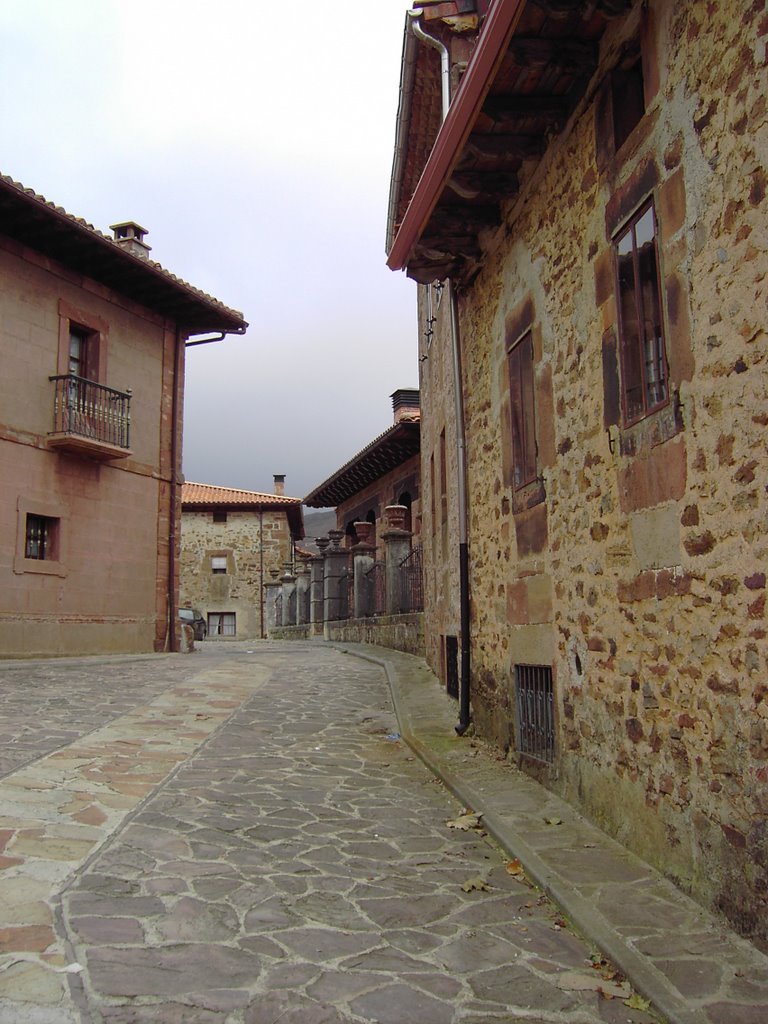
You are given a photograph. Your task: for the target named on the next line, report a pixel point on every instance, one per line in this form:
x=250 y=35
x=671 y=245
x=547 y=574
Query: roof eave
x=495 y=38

* * *

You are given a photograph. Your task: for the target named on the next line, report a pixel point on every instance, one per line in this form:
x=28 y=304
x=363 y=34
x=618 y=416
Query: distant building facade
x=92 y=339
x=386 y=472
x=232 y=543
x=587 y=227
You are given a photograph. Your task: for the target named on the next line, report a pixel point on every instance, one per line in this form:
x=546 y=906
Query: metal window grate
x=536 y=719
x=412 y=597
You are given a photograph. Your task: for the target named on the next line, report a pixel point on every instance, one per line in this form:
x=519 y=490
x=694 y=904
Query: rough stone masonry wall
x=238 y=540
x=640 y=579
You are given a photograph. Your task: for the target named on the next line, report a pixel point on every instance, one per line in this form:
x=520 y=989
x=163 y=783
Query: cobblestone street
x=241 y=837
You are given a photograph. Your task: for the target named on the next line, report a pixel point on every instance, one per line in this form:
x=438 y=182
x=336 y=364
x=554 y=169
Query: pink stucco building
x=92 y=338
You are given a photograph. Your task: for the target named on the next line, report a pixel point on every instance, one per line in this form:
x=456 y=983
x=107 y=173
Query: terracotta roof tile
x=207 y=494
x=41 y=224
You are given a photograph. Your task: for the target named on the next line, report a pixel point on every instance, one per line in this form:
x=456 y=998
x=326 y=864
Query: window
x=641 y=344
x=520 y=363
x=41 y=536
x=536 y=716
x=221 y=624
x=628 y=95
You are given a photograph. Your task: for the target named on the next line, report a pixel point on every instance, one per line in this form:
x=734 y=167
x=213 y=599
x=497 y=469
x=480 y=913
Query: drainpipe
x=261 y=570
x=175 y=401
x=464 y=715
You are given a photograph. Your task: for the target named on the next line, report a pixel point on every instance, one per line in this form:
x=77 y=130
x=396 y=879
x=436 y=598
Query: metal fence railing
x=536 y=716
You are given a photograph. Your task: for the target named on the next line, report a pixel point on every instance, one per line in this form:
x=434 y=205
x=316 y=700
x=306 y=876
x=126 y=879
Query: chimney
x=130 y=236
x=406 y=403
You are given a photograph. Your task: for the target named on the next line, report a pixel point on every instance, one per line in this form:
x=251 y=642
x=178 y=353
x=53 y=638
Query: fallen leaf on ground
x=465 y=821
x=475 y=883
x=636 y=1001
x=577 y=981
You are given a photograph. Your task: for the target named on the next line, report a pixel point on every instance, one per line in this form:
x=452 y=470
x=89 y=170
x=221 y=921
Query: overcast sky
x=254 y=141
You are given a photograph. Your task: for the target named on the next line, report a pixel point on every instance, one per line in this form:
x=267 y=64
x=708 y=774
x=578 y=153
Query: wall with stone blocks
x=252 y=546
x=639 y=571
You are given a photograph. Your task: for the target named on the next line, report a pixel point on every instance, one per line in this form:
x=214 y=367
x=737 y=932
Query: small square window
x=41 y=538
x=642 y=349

* [Task item] Both the line containing "x=519 y=490" and the line containing "x=126 y=879" belong in the answer. Print them and every line above that falls between them exactly, and no others.

* [Output of the exercise]
x=519 y=490
x=694 y=904
Query: rough stone masonry wall
x=238 y=540
x=640 y=579
You are given a photograph. Your task: for the target named on the next line, report a pixel point on every instance, one per line in this form:
x=520 y=989
x=163 y=783
Query: cobblestone street
x=241 y=837
You are given a photograph. Your task: for the target named on the next line, report a pixel point on every instance, one per line in this form:
x=438 y=182
x=336 y=364
x=554 y=169
Query: pink stucco building
x=92 y=338
You are given a photograph. Your task: for the target named on the next line, report a pixel point on every instance, one per line in this form:
x=456 y=983
x=107 y=173
Query: terracotta roof tile
x=207 y=494
x=41 y=224
You are given a photograph. Your task: for the target named on the next line, report a pixel point on every instance, one per line in this form:
x=456 y=998
x=326 y=864
Query: window
x=641 y=344
x=520 y=363
x=41 y=536
x=536 y=716
x=221 y=624
x=628 y=95
You are given a photograph. Your task: for the target named on the next line, report a pixel point on every instance, one per line in this form:
x=734 y=167
x=213 y=599
x=497 y=469
x=480 y=913
Query: drainpipe
x=261 y=570
x=175 y=401
x=464 y=715
You are given a photograph. Your task: for the target named on the next line, report a pixel point on every instance, one per line in this form:
x=77 y=130
x=396 y=879
x=436 y=598
Query: metal fence railing
x=536 y=716
You are given a photograph. Your task: for the target named on the next line, report a pixel point on every instance, one per line in this form:
x=434 y=205
x=316 y=700
x=306 y=876
x=126 y=879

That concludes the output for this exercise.